** BEGIN Record excerpts **
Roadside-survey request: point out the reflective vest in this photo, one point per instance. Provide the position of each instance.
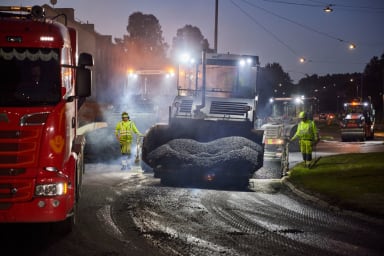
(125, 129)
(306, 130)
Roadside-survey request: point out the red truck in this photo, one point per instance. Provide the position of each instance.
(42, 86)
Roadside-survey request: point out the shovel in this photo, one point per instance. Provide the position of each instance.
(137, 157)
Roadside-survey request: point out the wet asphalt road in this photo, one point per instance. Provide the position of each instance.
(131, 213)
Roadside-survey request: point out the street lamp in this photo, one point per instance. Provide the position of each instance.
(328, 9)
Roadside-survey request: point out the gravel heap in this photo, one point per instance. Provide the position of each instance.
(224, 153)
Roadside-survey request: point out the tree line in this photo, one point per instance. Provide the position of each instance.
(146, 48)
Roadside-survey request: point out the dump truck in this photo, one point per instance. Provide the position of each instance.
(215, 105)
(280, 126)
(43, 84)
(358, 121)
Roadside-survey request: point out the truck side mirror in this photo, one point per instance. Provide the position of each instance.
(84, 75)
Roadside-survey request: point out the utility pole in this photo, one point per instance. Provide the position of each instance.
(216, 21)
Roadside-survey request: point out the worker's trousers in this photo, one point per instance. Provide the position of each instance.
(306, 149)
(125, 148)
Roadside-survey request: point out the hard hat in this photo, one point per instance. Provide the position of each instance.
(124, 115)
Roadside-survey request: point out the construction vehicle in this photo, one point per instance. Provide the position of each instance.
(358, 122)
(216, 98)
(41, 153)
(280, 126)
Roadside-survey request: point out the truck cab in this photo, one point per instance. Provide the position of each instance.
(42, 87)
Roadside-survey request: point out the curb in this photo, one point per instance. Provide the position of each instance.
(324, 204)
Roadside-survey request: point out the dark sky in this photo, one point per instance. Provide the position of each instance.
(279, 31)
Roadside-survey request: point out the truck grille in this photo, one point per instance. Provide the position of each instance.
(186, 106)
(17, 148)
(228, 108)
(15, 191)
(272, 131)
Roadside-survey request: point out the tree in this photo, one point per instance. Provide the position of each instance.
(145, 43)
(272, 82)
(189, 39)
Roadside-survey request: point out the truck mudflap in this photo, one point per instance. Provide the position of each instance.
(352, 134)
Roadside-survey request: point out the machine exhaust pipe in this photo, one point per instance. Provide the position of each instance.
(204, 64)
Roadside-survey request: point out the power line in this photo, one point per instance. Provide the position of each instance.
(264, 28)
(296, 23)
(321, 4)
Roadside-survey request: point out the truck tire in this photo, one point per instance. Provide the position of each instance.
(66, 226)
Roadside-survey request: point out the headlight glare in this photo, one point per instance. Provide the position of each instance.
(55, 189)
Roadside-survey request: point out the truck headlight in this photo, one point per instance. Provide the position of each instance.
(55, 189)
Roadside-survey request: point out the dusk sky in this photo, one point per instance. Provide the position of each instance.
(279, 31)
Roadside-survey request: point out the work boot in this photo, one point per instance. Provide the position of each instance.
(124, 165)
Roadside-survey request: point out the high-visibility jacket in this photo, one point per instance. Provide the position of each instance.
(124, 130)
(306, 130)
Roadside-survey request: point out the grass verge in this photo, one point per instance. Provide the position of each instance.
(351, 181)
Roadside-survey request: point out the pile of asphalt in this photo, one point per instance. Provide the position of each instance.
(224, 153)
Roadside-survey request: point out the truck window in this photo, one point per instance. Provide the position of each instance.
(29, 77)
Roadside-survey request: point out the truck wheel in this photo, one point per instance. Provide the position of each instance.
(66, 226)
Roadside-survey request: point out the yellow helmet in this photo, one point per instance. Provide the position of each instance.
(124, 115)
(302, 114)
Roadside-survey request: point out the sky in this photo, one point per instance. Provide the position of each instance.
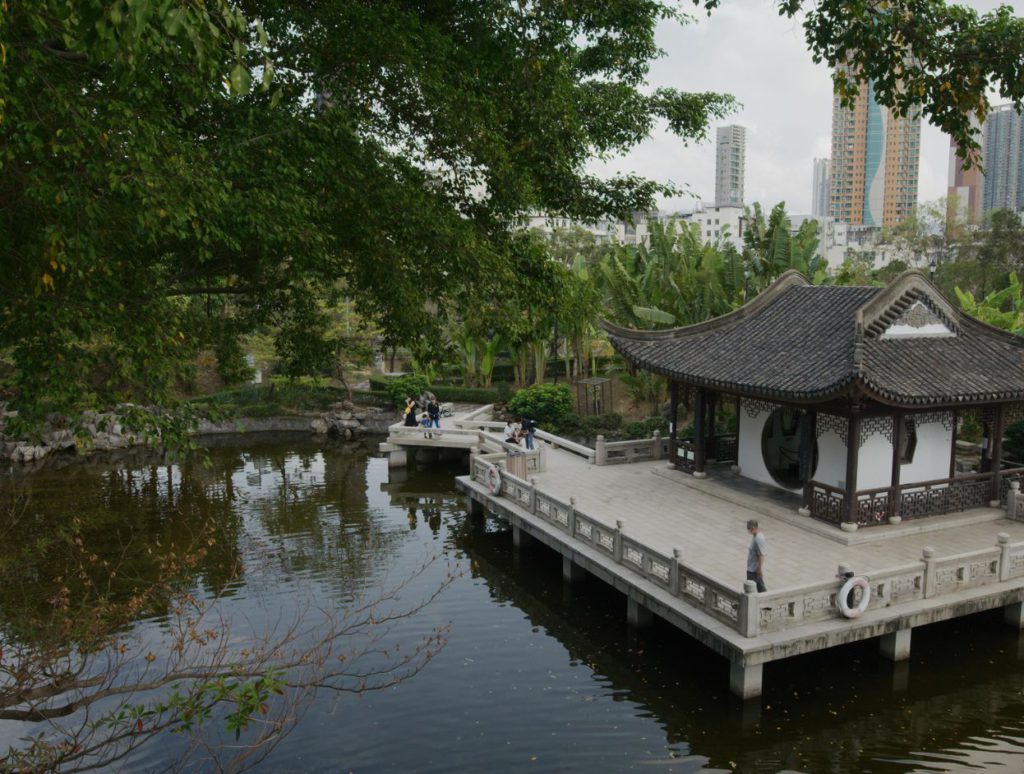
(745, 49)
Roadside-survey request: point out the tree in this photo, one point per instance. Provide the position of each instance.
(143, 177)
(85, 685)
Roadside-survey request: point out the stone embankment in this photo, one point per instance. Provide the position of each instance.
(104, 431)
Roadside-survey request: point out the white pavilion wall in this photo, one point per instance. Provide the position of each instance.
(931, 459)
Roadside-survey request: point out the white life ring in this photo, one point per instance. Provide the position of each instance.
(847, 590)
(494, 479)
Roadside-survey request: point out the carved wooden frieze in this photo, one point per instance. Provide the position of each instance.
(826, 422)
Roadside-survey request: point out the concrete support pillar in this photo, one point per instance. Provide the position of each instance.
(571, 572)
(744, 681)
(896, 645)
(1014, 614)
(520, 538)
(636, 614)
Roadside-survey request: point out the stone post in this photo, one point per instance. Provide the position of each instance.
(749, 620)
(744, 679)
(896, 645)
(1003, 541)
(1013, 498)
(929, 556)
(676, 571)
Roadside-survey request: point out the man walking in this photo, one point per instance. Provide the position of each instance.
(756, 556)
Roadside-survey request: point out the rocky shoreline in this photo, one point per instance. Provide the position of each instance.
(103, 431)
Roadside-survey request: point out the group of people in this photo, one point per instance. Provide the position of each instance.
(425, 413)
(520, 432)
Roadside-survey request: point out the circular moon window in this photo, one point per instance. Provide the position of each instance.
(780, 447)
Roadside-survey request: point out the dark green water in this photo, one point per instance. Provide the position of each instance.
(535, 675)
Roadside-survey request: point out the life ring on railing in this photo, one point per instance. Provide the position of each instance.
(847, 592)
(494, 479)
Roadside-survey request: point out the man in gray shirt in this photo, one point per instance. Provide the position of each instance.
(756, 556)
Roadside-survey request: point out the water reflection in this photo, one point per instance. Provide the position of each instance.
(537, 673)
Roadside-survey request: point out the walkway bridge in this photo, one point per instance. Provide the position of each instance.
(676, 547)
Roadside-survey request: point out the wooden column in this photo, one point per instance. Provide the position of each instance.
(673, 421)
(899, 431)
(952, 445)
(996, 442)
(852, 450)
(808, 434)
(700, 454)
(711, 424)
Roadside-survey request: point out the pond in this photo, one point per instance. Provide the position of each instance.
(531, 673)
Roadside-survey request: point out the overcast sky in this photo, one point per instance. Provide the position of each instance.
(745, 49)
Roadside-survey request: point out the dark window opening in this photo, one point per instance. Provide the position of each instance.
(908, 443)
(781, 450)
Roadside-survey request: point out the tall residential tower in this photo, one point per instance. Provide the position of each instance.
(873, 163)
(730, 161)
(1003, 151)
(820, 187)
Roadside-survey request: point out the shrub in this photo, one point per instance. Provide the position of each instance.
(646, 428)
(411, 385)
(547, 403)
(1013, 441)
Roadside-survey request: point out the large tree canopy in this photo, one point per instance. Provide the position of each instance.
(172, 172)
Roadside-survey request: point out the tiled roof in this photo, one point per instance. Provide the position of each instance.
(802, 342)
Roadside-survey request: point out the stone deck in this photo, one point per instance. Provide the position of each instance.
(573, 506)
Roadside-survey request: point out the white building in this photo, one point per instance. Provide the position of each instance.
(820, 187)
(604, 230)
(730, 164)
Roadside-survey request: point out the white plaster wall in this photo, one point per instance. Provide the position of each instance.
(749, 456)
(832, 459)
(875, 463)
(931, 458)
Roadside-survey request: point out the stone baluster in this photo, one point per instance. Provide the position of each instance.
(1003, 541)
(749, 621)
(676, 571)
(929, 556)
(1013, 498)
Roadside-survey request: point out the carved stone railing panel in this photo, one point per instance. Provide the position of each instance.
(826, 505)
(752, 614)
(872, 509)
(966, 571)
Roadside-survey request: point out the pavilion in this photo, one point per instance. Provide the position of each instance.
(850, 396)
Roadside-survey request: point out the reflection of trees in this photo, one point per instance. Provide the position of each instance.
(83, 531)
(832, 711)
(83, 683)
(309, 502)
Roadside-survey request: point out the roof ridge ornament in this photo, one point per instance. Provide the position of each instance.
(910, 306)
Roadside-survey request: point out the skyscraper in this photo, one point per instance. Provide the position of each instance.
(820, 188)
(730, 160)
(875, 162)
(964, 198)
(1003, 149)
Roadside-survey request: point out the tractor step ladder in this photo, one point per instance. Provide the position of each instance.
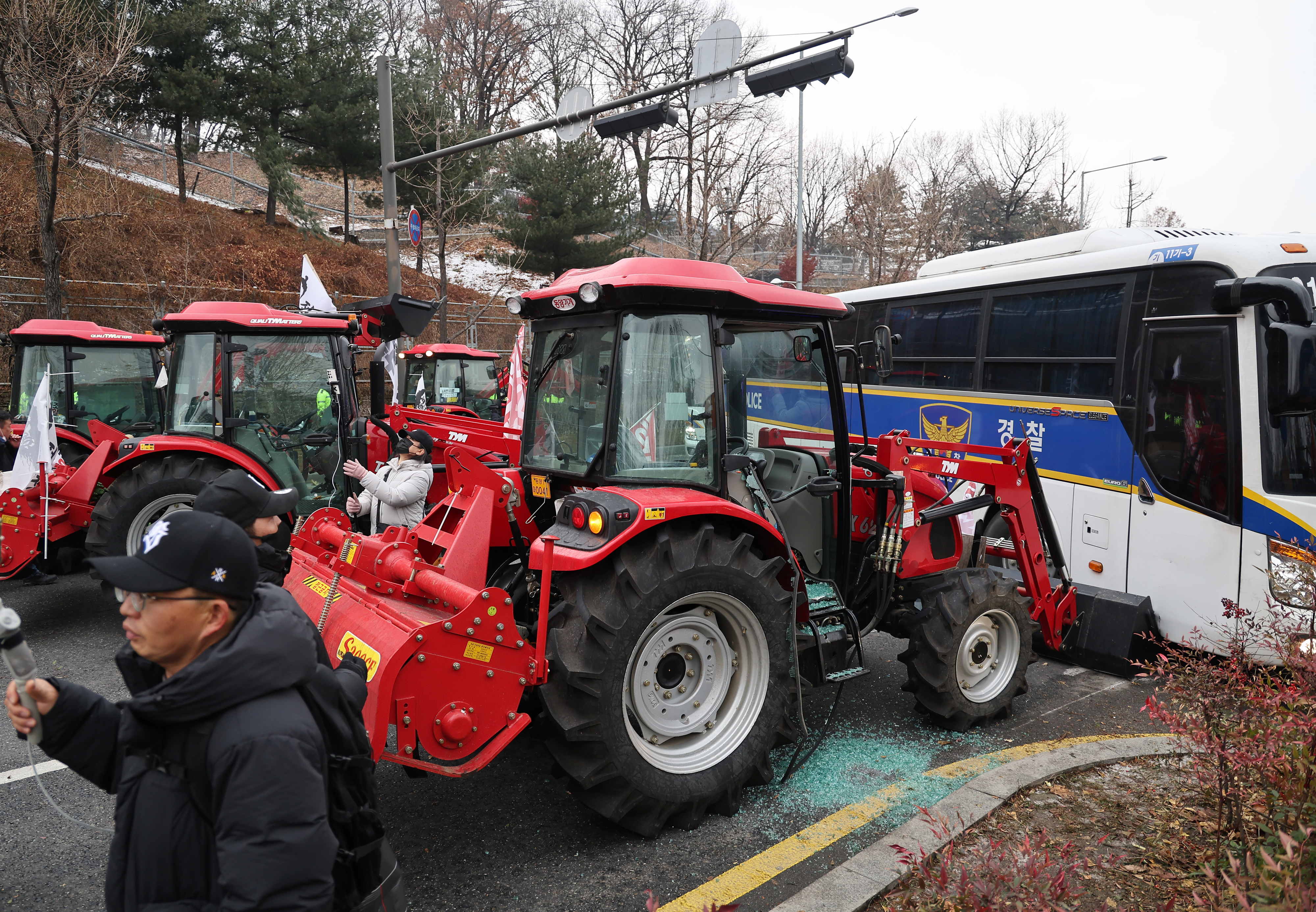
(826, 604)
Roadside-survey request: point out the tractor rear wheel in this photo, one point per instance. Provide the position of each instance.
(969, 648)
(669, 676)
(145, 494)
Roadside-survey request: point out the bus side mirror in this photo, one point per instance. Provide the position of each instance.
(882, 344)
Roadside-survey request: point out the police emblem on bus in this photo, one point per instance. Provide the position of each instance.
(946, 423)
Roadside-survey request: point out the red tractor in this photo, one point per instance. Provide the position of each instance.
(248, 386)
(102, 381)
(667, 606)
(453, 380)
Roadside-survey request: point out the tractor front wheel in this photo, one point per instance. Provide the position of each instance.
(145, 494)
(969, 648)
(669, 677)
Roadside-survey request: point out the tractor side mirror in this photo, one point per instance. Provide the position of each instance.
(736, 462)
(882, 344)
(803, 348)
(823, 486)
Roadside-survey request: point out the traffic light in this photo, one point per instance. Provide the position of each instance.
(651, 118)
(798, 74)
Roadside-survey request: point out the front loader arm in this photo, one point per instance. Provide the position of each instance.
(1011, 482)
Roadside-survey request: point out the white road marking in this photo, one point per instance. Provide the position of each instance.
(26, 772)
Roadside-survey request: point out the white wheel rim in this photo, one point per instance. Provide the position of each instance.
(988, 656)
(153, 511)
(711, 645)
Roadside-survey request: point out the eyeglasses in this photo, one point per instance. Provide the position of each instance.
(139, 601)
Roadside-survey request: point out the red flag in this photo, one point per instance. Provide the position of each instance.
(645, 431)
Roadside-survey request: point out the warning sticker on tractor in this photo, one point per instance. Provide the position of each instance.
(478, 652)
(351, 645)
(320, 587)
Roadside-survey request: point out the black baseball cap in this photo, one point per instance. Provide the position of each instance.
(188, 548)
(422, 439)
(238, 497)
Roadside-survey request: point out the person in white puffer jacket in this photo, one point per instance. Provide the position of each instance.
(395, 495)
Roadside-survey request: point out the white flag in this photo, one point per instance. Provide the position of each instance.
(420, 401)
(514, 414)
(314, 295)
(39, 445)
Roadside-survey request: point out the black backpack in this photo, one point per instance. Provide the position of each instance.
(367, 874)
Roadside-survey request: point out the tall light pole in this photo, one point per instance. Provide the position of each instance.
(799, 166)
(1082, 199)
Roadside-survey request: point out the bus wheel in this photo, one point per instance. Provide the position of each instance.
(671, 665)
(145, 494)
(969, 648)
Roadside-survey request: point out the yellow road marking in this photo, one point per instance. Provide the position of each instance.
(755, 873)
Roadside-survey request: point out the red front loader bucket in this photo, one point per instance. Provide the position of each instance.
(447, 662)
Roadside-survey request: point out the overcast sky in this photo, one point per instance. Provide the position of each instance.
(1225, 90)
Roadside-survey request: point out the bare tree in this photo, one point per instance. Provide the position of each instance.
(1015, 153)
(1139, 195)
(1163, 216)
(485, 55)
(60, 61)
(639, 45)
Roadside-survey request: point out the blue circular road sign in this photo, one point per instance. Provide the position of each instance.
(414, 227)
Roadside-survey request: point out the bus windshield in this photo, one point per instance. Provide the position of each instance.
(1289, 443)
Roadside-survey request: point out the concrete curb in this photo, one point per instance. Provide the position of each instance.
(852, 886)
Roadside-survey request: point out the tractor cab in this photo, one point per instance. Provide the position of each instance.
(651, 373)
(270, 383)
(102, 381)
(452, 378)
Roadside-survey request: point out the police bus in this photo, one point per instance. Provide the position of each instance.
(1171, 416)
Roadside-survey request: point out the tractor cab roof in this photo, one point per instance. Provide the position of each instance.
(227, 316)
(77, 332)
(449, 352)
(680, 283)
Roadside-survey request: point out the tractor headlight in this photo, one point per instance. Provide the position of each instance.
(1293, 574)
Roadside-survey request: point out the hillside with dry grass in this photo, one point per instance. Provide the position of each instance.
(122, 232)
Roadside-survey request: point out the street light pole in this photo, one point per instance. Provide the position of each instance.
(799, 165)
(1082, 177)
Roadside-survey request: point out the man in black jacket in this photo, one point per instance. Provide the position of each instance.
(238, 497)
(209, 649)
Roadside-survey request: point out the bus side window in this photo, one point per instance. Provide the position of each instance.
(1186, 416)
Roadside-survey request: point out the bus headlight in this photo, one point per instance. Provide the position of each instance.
** END Record excerpts **
> _Job_
Start at the line that has "Roadside-survey request: point out the concrete curb" and stop after the line that has "(1186, 416)". Copy that stretch of the items with every "photo" swapped for "image", and leave everything else unchanged.

> _Reply_
Roadside-survey request: point out the concrete curb in this image, one point per instance. Provide the position of each instance.
(852, 886)
Roadside-survey request: point out the tractor cab in this image, one point per instance. Provide the position of each instance.
(651, 373)
(270, 383)
(102, 381)
(452, 378)
Roadside-survey request: point out the police bus in this image, one point per instance. Provide the position of each instance.
(1171, 416)
Roadside-survey request: point out the tractor cab roof in this image, one point per instance. Provide the position of each instance.
(227, 316)
(77, 332)
(449, 352)
(680, 283)
Roadside-survey request: point out the tractor headlight in this image, one point per instance. Provide the position of each instance.
(1293, 574)
Roadside-survey request: point out the hillside with dry grass in this image, one point per instance. Provide the position of each instance.
(122, 232)
Roadside-survey request: point out the street light pole in this image, one point per instance. Provide the position of each instance.
(799, 165)
(1082, 177)
Roadside-survey request: point out the man in black jacket in this image, one point per instance. Provide the position of each instance.
(238, 497)
(209, 649)
Roadside-survey request: point out the bus side window in this image, one point per instance. Provide the position of each instance.
(1186, 416)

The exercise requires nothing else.